= Written request =
Keep the images out and copy every entry below exactly.

= Records supplied =
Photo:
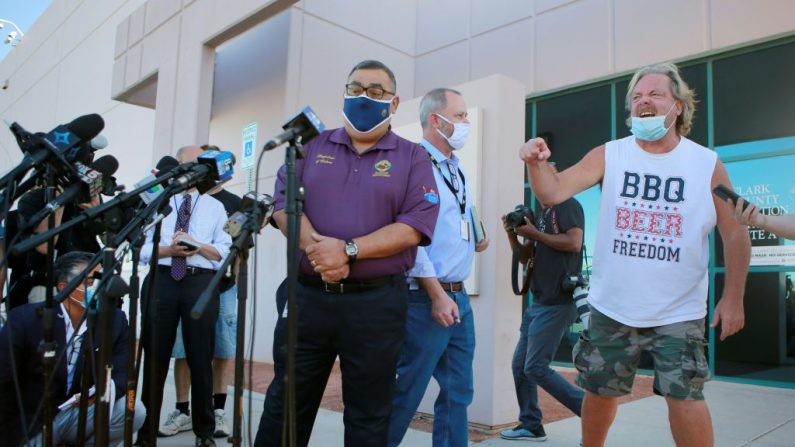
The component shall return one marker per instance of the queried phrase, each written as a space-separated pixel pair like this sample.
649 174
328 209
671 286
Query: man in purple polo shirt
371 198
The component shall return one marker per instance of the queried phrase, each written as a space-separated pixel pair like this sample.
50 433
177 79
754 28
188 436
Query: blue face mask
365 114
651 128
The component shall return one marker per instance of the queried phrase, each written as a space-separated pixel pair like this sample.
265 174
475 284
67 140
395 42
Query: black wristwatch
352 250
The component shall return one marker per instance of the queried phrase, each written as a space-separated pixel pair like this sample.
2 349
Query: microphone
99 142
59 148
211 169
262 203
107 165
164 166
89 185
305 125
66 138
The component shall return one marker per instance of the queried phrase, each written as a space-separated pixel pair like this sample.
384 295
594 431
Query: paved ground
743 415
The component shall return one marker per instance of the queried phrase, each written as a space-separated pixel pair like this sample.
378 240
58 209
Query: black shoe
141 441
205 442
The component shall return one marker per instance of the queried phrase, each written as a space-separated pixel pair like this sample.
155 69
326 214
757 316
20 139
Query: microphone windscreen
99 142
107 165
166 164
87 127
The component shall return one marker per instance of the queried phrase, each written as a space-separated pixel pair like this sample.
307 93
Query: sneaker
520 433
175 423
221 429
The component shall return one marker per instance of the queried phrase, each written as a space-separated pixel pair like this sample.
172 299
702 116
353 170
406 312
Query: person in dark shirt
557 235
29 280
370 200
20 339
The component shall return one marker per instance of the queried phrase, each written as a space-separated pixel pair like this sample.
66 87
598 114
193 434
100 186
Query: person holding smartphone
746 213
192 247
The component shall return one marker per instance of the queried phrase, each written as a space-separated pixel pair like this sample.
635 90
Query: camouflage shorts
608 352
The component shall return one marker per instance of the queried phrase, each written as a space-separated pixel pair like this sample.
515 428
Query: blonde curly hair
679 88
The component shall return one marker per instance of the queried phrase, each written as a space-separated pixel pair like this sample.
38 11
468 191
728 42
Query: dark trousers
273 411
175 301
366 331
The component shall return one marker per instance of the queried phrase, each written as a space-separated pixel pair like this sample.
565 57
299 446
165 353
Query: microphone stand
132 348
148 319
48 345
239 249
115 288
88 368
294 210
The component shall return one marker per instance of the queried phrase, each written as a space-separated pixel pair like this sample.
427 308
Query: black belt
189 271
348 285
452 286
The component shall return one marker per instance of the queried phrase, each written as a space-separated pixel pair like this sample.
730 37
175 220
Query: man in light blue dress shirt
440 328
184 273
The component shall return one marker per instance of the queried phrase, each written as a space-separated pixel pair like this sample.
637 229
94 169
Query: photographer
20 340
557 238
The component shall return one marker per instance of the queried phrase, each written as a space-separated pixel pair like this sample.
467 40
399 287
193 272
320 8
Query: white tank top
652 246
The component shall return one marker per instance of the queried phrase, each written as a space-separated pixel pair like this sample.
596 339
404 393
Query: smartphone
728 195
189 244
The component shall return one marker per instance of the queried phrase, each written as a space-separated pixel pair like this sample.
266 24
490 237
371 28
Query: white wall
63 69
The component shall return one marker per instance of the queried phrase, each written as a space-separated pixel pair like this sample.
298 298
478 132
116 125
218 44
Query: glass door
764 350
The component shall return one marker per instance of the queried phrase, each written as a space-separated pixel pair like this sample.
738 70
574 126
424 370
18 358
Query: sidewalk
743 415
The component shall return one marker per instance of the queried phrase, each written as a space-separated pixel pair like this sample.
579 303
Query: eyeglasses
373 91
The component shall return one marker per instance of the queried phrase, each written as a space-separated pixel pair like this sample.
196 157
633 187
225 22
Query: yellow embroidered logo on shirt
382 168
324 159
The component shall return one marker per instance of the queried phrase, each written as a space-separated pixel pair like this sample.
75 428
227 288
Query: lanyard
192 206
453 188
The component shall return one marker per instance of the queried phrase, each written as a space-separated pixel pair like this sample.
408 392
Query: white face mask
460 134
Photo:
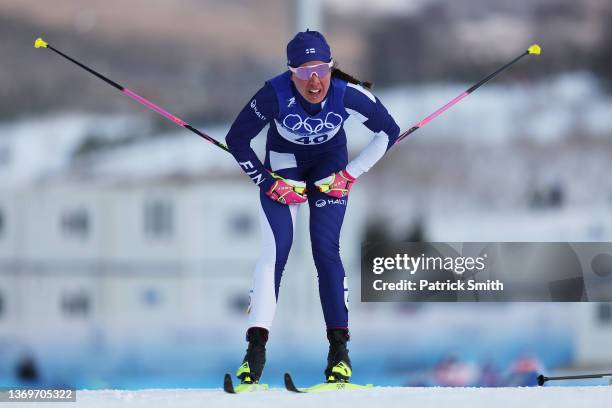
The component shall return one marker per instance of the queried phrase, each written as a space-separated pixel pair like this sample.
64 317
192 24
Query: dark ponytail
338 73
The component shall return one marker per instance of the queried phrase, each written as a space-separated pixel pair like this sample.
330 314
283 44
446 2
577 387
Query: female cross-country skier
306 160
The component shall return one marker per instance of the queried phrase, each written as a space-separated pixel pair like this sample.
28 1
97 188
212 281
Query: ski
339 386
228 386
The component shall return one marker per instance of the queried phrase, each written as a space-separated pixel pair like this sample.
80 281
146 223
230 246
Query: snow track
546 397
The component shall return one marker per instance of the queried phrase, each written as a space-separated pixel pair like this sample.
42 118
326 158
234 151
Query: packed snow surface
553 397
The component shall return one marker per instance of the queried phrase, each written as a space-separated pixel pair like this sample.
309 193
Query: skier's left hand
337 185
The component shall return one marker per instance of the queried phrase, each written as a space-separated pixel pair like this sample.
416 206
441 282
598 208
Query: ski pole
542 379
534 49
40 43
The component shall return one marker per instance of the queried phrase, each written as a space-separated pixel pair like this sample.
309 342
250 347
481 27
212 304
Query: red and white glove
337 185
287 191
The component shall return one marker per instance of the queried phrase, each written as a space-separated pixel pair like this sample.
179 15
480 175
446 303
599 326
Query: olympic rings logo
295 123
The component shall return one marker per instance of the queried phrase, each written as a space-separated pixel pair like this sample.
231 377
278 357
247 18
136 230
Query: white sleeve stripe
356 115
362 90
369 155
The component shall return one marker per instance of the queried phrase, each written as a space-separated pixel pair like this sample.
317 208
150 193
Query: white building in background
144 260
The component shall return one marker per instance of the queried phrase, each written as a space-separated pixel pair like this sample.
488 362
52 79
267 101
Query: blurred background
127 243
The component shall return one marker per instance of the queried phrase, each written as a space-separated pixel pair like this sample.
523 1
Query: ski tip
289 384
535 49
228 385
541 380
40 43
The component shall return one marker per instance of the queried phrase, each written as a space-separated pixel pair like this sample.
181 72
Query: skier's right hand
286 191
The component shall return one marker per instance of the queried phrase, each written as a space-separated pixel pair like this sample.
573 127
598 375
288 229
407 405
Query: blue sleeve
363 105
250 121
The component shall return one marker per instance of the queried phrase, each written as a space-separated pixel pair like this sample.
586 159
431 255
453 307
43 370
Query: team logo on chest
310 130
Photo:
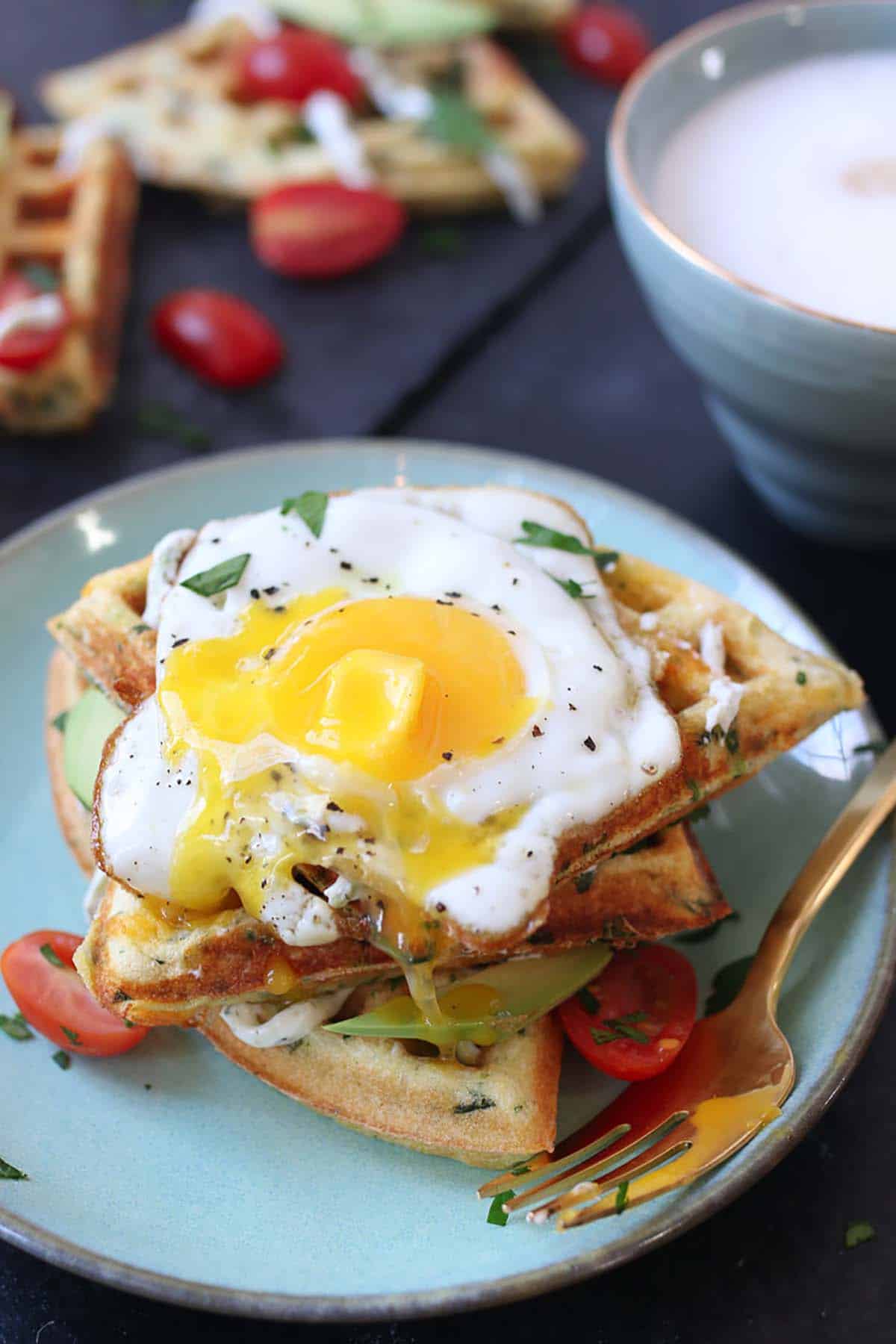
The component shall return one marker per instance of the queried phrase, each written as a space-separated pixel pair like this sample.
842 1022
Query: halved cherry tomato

= Answer =
Photo:
The component shall return one marker per instance of the queried phrase, each written as a space-separated pixel pair like this sample.
649 174
328 209
671 286
Query: man in purple polo shirt
371 198
The component shall return one marker per instance of the queried phrase, each written as a space-separated pixel pair like this sample.
50 433
177 79
754 28
188 436
Query: blue face mask
365 114
651 128
The component shall return one marker per instance of the queried phrase, each written as a space-separated pixel pair like this sample.
265 174
475 284
67 140
395 42
Query: black wristwatch
352 250
The component shall return one marker per instance of the queried phrase, each written as a space-separated pixel pair like this sample.
2 349
Query: microphone
99 142
59 148
211 169
262 203
107 165
164 166
89 185
305 125
66 138
The component shall return one marker per instance of the queried phrase, each written as a space-separated pixel pair like this sample.
384 295
594 431
Query: paved ground
743 415
The component shall return one marker per instance of the queried phrase, each written as a space-separated pixel pair like this sample.
378 240
58 209
Query: black shoe
141 441
205 442
The component shall return one marker per instance of the queried phrase, each written as a space-separated pixel pair like this sample.
155 69
326 214
757 316
20 139
Query: microphone windscreen
99 142
107 165
166 164
87 127
The component shall return one marker per instance of the queried phrase, each written as a space-separated pixel pair like this sample.
307 93
Query: sneaker
520 433
175 423
221 429
The component shall return one marker per instance of the queried phrase, each written as a space-separated pixel pair like this sample.
172 299
702 116
353 170
406 312
Query: person in dark shirt
557 235
29 280
370 200
20 339
The component shall return one marker per instance of the queried phrase, each written as a space-separated pixel pair like this sample.
66 87
598 114
193 434
100 186
Query: person holding smartphone
746 213
192 247
The component shall return one marker per instance of the queried phrase, each written as a space-separated pixel pair like this sample.
635 90
Query: camouflage shorts
608 352
The component shall return one marker per instance of the queried phrase, each written as a space-separated pixel pair like this sample.
515 428
Query: blonde curly hair
679 88
The component shall return one marker per instance of the queried phrase, each written as a space-separated pixel pair like this sample.
38 11
468 191
728 42
Query: dark trousers
273 411
175 301
366 331
The component shall return one marker per instance of the queried phrase, each written as a space-separated pixel pair like this sample.
565 57
299 446
165 353
Query: microphone stand
132 348
148 319
48 345
239 249
115 288
88 368
294 210
The component shall return one marker per instance of the queried phrase, each written as a space-separated pixel pair like this sample.
427 308
Query: black belt
189 271
348 285
452 286
The component shall return one marker per instance of the queried phrase, each written as a space-separated pixel pair like this sample.
730 37
175 220
Query: man in light blue dress shirt
440 328
184 273
The component shall return one marker per instance of the queried phrase, each written as a space-separated pixel pair like this sample.
637 229
94 169
Query: photographer
20 340
557 238
The component shall return one marker per instance of the queried phrase, each written as a space-separated pixel pair like this sample.
467 40
399 287
193 272
320 8
Query: white tank top
652 246
The component shall return one marker per instance of the queried phrase, each written as a space-separated pixel pair like this sample.
596 339
404 393
Query: smartphone
728 195
189 244
The component shall return one marker per instance of the queried phrase, each written as a space-separated pixel pair like this sample.
266 24
490 237
371 28
Query: white wall
63 69
The component shall return one marker per instance of the queried phrase, each written as a space-separated pixel pair like this sample.
298 298
478 132
116 125
218 44
Query: glass door
764 350
The component shall return one marker per instance of the queried phrase, each written as a space-separated pixel pair like this sample.
738 70
574 126
424 370
18 358
Query: sidewalk
743 415
The component shall return one marker per instance of the queried phrase, each written as a space-separated pixel pair like this sample.
579 303
Query: eyeglasses
373 91
The component shall return one marker per instance of the queried phrase, each written as a space-separated pixel pair like this sample.
196 157
633 187
225 22
Query: yellow embroidered logo on shirt
382 168
324 159
The component shall return one marker per instance of the queried phrase, each written as a space-separated pixel pair like this sample.
75 428
227 288
Query: lanyard
192 206
453 188
The component shall return one marker per instance of the queried phrase, each written as a space-separated pixel pair like this sample.
408 392
Query: white face mask
460 134
Photo:
The component shall return one marker per instance of the queried phrase, each written as a space-separated pixel pair like this sample.
64 317
192 24
Query: dark ponytail
338 73
The component shall return one marker per instance of the queried phrase, each written as a space-separated pixel pair like this sample.
330 314
283 44
446 2
577 387
Query: female cross-country skier
306 160
The component shall return one marker per instance of the queried phrase, each written as a space-separated pixel pair like this sample.
28 1
97 188
212 281
Query: ski
339 386
228 386
The component shall return one marker per instance of the queried phrase, each written as a space-separated pixel pair like this sample.
80 281
146 223
230 246
Query: snow track
546 397
The component shall return one marker per instance of the queried phrase, each written as a space-separated pixel pair like this sample.
42 118
326 158
234 151
Query: packed snow surface
553 397
The component shall return one marker per instance of the queried phrase, each written as a space-separated pixel pair like this sample.
309 193
Query: skier's left hand
337 185
The component shall return one marker per instance of the queried phrase, each written as a space-separated pixel pair like this sample.
416 206
441 282
598 208
Query: ski pole
542 379
534 49
40 43
The component shall return one marker per instance of the queried phrase, each written as a space-separated pixel pair like this sample.
309 342
250 347
481 27
212 304
Query: red and white glove
337 185
287 191
The component shall return one marker per instance of the queried phrase, each written as a space-separated pixel pair like this sample.
179 15
480 175
446 303
599 326
Query: olympic rings logo
295 123
The component shall return one marker per instance of the queried phrase, each written as a space-separated pixel pair like this sample.
231 377
278 357
247 18
136 230
Query: white sleeve stripe
356 115
362 90
369 155
The component shall return one marker per instance of the queried phrase, each written as a space-separated pixel pair like this sample.
317 208
150 193
Query: white building in background
144 260
The component shall return one marker per instance of the queried phrase, each written as a space-separated pixel pair like this sample.
488 362
52 79
267 101
Query: blurred background
127 243
The component shall return one marker per instance of the queried phrase, each written as a space-separated pixel pair like this sample.
523 1
Query: ski tip
289 384
535 49
228 385
541 380
40 43
The component shall return one marker per instance of the queried phrase, each written as a space-separated pixel pair like this sample.
181 72
Query: skier's right hand
286 191
The component shall return one marker per instance of the queried phrase, each written as a space-separated pixel pair like this sample.
573 127
598 375
288 229
407 405
Query: blue sleeve
363 105
250 121
The component shall return one marker per instance of the queried phrase, each written as a space-separated pixel pair like this sample.
586 159
431 255
453 307
43 370
Query: team logo on chest
310 130
Photo:
The component shall return one marker per instance of the queried phrase, each written as a space-separated pixel pair like this sample.
842 1022
Query: halved cherry tomato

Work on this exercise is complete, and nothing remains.